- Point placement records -
-- begin --

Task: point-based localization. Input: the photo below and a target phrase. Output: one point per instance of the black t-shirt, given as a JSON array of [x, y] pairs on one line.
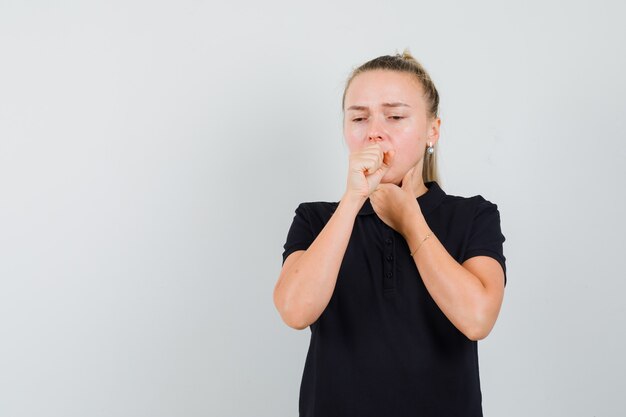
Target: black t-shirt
[[382, 347]]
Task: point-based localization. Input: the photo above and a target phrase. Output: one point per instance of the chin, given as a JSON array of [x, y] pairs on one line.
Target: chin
[[387, 180]]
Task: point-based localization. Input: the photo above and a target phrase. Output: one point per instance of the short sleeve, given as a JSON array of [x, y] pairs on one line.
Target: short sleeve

-- end --

- PROMPT -
Update the stretch from the line containing "of the short" through the last of the lines, putting "long sleeve" wherever "short sleeve" appears and keeping everything else unchanged.

- EXERCISE RESPONSE -
Task: point-based localization. Input: the photo above and a target phrase. Output: one point per instance of the long sleeve, given as a JSON array of [x, y] pairs on one line.
Target: long sleeve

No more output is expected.